## Written exercise 1
In the PyPI discussion below, list the steps that jamadden describes someone taking to put a forked repository on PyPI.
——
Currently if I'm looking at a project on PyPI, it can be difficult to determine if it's "real" or not. I can look and see the user names that are publishing the project as well as certain key pieces of metadata such as the project home page, the source repository, etc.

Unfortunately, there's no way to verify that a project that has say.. https://github.com/pypa/pip in it's home page, is actually the real pip, and isn't a fake imposter pip. The same could go for other URLs, or email addresses etc. Thus it would be useful if there was some way to actually prove ownership of those URLs/emails, and either differentiate them in the UI somehow, or hide them completely unless they've been proven to be owned by one of the publishing users.

The text was updated successfully, but these errors were encountered:

jamadden · 2020-09-30T15:12:53Z

I recall issues like this coming up at least once, if not a few times, over in pypi-support. Someone would fork a repository, change the name in setup.py, and then upload it to PyPI, with or without any other changes. All of the documentation and other links would remain pointed to the originals. This was confusing for users and frustrating to owners of the original package.

So I'm 👍 for some sort of blue verified checkmark or something from that perspective.

With my publisher hat on, though, I would hope this would be completely automated and I wouldn't have to do anything special to earn that blue checkmark.

ewjoachim · 2020-10-02T12:17:38Z

One idea: we could add a blue checkmark for all links in the sidebar that contain a link back to the project's pypi page or pip install <project-name>. This would force us to load those links on the server, but it would be zero-effort for most packages.

That being said, it wouldn't help if they point to forked versions, but in that case, the github star count might be a tell.
——
## Written exercise 2
Format the rows below as a Markdown table with the columns Nr and Line, starting at the beginning of the rows and ending with the line containing "[8,43,450,146]". Omit blank lines and the pictures.
——
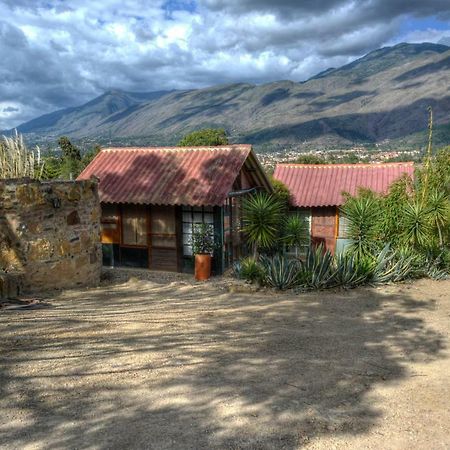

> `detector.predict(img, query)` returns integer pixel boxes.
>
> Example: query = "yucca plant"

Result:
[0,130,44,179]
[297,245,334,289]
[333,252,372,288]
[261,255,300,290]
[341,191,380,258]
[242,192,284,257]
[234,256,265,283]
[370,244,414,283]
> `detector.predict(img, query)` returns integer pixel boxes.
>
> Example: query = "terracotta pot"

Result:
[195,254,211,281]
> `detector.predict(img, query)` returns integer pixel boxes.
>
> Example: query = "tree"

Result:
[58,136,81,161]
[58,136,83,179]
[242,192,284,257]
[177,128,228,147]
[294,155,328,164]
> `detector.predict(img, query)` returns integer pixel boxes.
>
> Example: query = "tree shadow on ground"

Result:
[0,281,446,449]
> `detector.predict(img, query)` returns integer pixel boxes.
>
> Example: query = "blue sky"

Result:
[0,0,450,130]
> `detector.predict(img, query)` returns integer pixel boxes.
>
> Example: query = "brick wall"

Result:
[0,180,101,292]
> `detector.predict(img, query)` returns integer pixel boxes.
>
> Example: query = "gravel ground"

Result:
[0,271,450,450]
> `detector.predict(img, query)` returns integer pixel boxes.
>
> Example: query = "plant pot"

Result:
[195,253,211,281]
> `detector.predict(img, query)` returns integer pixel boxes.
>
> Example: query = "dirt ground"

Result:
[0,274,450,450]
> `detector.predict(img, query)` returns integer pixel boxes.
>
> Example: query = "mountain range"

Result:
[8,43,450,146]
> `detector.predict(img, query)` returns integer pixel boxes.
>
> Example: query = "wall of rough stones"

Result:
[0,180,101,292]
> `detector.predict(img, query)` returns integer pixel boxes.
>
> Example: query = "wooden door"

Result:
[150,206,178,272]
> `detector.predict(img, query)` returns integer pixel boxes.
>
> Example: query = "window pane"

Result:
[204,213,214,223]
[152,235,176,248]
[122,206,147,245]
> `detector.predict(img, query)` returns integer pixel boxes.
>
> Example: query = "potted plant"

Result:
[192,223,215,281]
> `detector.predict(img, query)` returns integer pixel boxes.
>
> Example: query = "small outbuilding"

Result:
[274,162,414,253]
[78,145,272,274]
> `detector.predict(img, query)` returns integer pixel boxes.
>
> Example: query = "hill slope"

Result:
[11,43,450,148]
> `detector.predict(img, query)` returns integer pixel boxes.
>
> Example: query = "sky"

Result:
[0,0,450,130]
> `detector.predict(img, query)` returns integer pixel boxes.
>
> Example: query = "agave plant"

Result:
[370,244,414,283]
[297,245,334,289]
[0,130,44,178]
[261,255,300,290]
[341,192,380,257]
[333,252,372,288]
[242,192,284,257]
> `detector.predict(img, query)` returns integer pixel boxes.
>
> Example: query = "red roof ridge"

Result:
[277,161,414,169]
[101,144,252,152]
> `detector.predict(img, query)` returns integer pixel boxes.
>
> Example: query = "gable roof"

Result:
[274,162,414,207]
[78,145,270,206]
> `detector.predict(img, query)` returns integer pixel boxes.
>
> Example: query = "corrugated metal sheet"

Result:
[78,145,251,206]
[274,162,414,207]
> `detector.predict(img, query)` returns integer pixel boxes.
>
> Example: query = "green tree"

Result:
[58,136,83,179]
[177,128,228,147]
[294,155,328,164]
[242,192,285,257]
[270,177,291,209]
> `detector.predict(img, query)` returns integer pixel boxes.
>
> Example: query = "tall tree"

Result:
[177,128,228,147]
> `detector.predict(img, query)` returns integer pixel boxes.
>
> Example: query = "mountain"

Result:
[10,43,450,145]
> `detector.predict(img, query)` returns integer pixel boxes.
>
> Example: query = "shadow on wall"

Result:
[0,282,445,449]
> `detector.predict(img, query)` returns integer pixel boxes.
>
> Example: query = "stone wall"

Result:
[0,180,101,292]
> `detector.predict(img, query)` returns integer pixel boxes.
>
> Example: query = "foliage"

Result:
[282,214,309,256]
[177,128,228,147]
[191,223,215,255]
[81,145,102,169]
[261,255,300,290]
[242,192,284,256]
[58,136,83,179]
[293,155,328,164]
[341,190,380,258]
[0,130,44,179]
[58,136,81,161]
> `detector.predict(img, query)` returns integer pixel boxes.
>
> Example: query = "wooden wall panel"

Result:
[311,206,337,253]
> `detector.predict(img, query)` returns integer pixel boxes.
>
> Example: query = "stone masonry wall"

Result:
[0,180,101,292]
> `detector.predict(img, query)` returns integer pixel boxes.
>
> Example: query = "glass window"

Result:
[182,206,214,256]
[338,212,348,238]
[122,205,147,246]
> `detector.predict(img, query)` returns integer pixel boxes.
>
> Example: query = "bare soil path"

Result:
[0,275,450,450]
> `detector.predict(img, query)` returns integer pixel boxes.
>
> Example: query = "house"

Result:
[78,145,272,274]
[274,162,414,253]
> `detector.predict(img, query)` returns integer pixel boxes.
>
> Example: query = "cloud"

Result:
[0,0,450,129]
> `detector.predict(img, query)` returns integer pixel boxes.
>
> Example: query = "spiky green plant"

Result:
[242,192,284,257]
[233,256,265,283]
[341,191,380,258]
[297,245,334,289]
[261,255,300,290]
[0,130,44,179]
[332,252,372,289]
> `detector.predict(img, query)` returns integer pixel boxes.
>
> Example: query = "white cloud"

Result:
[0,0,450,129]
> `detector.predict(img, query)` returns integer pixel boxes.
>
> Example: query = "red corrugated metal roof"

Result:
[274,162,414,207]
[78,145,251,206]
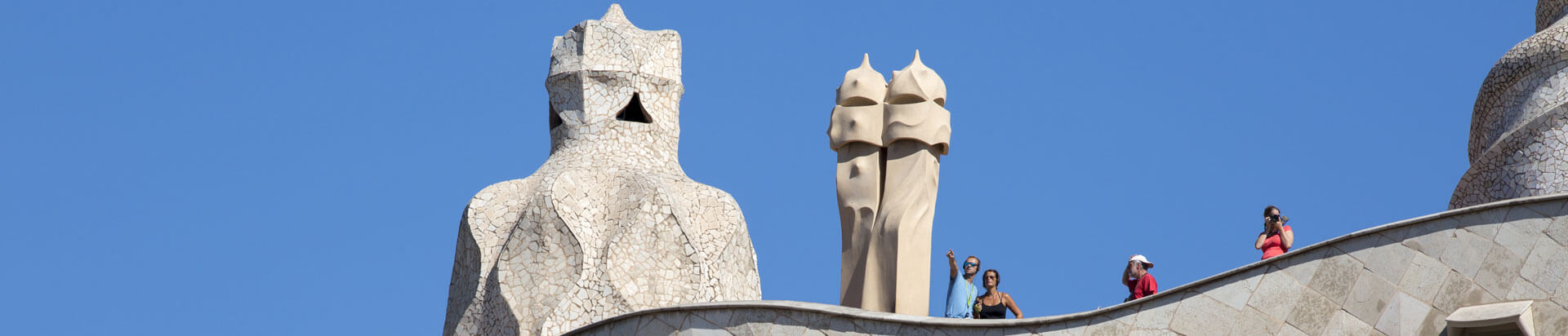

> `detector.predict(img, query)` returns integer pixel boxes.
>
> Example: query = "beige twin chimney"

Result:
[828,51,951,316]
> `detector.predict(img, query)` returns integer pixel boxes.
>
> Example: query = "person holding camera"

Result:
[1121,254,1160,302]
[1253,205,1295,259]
——
## Task response 1
1. Fork a repository.
2. Change the name in setup.py.
3. Upload it to PyPI.

## Task response 2
| Nr | Line |
|---|---|
| 1 | > `detector.predict(img, query)` returns integer pixel boxes. |
| 2 | > |
| 3 | > Example: query = "yucca plant" |
| 4 | Result: |
| 5 | [0,130,44,179] |
| 6 | [297,245,334,289] |
| 7 | [333,252,372,288] |
| 8 | [261,255,300,290] |
| 9 | [341,191,380,258] |
| 10 | [242,192,284,257] |
| 11 | [234,256,265,283] |
| 12 | [370,244,414,283] |
| 13 | > `detector.predict(img, query)` returns integer pixel boxes. |
| 14 | > |
| 15 | > Example: query = "terracotta pot" |
| 16 | Result: |
| 17 | [195,254,211,281] |
| 18 | > `detector.predict(img, query)` returns integer pixel boxes. |
| 19 | > |
| 20 | > Example: query = "tree" |
| 21 | Result: |
| 22 | [58,136,81,161] |
| 23 | [58,136,83,179] |
| 24 | [242,192,284,257] |
| 25 | [177,128,228,147] |
| 26 | [294,155,328,164] |
| 27 | > `detector.predict(img, query)` returns integer pixel boxes. |
| 28 | > |
| 29 | > Example: query = "tree shadow on ground" |
| 30 | Result: |
| 31 | [0,281,446,449] |
| 32 | > `detector.predict(img, query)` returns integer pixel boxes. |
| 33 | > |
| 34 | > Example: query = "blue sky" |
| 35 | Result: |
| 36 | [0,0,450,130] |
| 37 | > `detector.predict(img, query)` returns integer pixel boxes. |
| 38 | > |
| 39 | > Example: query = "brick wall" |
| 40 | Result: |
| 41 | [0,180,101,292] |
| 42 | > `detector.predict(img, query)` returns integer pixel boxes. |
| 43 | > |
| 44 | > Example: query = "gravel ground" |
| 45 | Result: |
| 46 | [0,271,450,450] |
| 47 | > `detector.predict(img, query)` returns integer pixel boxes. |
| 48 | > |
| 49 | > Example: query = "plant pot" |
| 50 | Result: |
| 51 | [195,253,211,281] |
| 52 | > `detector.predict(img, query)` returns integer pixel boxes. |
| 53 | > |
| 54 | > Example: query = "dirt ground" |
| 55 | Result: |
| 56 | [0,274,450,450] |
| 57 | > `detector.predict(img, query)` returns integer pixel boxes. |
| 58 | > |
| 59 | > Example: query = "mountain range" |
| 60 | Result: |
| 61 | [8,43,450,146] |